■ Tasks for this exercise ■
A) In the SaaS pricing text, how is the "Per seat" pricing model described?
B) Copy everything in the SaaS pricing text from "Establishing the right" down to "change over time.".

■ Excerpt ■
Pricing strategy when selling SaaS globally
Thinking strategically about pricing models and putting processes in place to ease handover from sales to finance can help you capture more revenue, faster. Your pricing strategy needs to consider:
- What drives product value in each market
- Different pricing models
- The technology needed to support different billing models
Why is this a challenge?
Establishing the right price for your product is not as simple as picking a number. You need to consider willingness to pay across your customer segments, and your product value in different markets – both of which will change over time.
Willingness to pay refers to the perceived value of your product in the market. It changes from customer to customer and market-to-market. Here, seasonal trends, the state of the economy, the competitive landscape, and how you differentiate yourself all come into play.
Perception of value can also be affected by your pricing model. If your customers are using your product daily then charging one flat monthly subscription fee feels like a good deal. If they only use it occasionally, they might see things differently.
How to solve the problem
1. Research product value in the local context
To get a holistic view of your product’s comparative and absolute value, your product, sales and marketing teams will need to work together. They’ll need to:
- Look at the objective value of your product (ie. its features, and if/where there are variations in availability)
- Map that value to customer needs
- Define your unique selling points (USPs) against local competitors
What are the benefits?
Understanding the nuance of product value is critical to help you decide an appropriate price point for each market. It also gives sales and marketing teams the material to create compelling messaging that communicates tangible value to customers.
2. Choose the right pricing model
SaaS businesses use a variety of different pricing models. Some of the most common include:
- Fixed: One flat rate for all features, with no limit on the number of users or projects.
- Tiered: Different rates for different combinations of features, or levels of access, eg. basics/standard/premium packages.
- Usage-based: A variable rate based on how much the product is used; essentially ‘pay as you go’.
- Per seat: A rate charged for each user or license holder.
As your product grows into new markets, you may need to change your pricing model to match your product value
What are the benefits?
Experimenting with pricing models can be a significant driver of growth. 40% of companies that regularly alter their pricing report a 25% higher increase in ARR as a result.
3. Implement a CRM
Customer relationship management (CRM) software helps track all touchpoints with targets from first outreach, to billing, to marketing, and beyond. It can help automate sales operations, like invoicing and contract management. As you expand internationally, CRMs can help you send invoices and contracts that are compliant in each geography, and translated into local languages.
What are the benefits?

■ Region annotation lines ■
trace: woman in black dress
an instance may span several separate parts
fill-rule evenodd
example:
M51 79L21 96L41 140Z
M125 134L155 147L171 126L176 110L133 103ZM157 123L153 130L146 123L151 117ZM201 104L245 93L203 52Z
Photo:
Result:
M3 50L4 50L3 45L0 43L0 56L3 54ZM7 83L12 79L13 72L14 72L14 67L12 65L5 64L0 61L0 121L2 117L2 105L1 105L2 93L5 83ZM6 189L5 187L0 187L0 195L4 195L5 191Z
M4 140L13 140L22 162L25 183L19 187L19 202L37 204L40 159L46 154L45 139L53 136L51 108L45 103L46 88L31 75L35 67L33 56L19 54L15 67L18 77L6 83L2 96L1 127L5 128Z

■ Responses to the tasks ■
A) A rate charged for each user or license holder.

B)
Establishing the right price for your product is not as simple as picking a number. You need to consider willingness to pay across your customer segments, and your product value in different markets – both of which will change over time.